本文:
仕込みマイクは難しいのです | recordingmanのブログ

recordingmanのブログ

音声さんの撮影経験を書いていましたが、書籍化したのでそれ以降は日常や仕事の事を書いていこうかと思っています。
セミナーに使うようなネタや記事も増やしていこうかと思っています。

いろいろなテレビ番組の仕事をさせてもらった。

 

 番組によりいろいろと個性が違いそれも面白かった。

 

 カメラマンやディレクターによっても個性があった。

 

 テレビを見ていてもカメラマンこの人かなっ?

と思う事もあったり、Dはあの人かなっ?とか、

テレビの見方が仕事になったのも自分がテレビの仕事をするようになってからだ。

 

 テレビの仕事をするようになってからよく言われるのが、

 

 「音声さん、ピンマイク付けてください。」

 

 この一言から現場が始まることがある。

 

 前に書いたが、この言葉は好きではない言葉だ。

提供資料:
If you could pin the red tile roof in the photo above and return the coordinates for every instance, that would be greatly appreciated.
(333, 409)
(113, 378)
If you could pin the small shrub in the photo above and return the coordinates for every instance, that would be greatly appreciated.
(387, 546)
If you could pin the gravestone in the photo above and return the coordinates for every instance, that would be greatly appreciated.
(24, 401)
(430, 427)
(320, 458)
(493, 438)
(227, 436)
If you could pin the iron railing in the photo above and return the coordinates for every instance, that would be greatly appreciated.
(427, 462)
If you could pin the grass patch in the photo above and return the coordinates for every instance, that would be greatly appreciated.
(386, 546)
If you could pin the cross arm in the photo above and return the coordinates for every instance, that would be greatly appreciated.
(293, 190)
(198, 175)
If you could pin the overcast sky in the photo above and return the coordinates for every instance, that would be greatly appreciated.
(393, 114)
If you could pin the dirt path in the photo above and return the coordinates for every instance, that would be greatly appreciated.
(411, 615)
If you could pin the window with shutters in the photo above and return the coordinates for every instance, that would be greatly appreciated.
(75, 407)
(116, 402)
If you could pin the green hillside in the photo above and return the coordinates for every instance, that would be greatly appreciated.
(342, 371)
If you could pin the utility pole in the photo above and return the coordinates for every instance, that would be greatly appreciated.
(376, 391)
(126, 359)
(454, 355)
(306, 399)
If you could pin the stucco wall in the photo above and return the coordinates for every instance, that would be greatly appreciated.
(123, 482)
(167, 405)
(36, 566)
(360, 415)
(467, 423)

課題の内容:
1. このブログ記事で、テレビの仕事をするようになってから筆者がよく言われる言葉は何ですか。
2. このブログ記事のうち、「仕込みマイクは難しいのです | recordingmanのブログ」から始まり「番組によりいろいろと個性が違いそれも面白かった。」までの部分を一字一句違えずに書き写してください。

解答例:
1. 「音声さん、ピンマイク付けてください。」という言葉です。

2.
仕込みマイクは難しいのです | recordingmanのブログ

recordingmanのブログ

音声さんの撮影経験を書いていましたが、書籍化したのでそれ以降は日常や仕事の事を書いていこうかと思っています。
セミナーに使うようなネタや記事も増やしていこうかと思っています。

いろいろなテレビ番組の仕事をさせてもらった。

 

 番組によりいろいろと個性が違いそれも面白かった。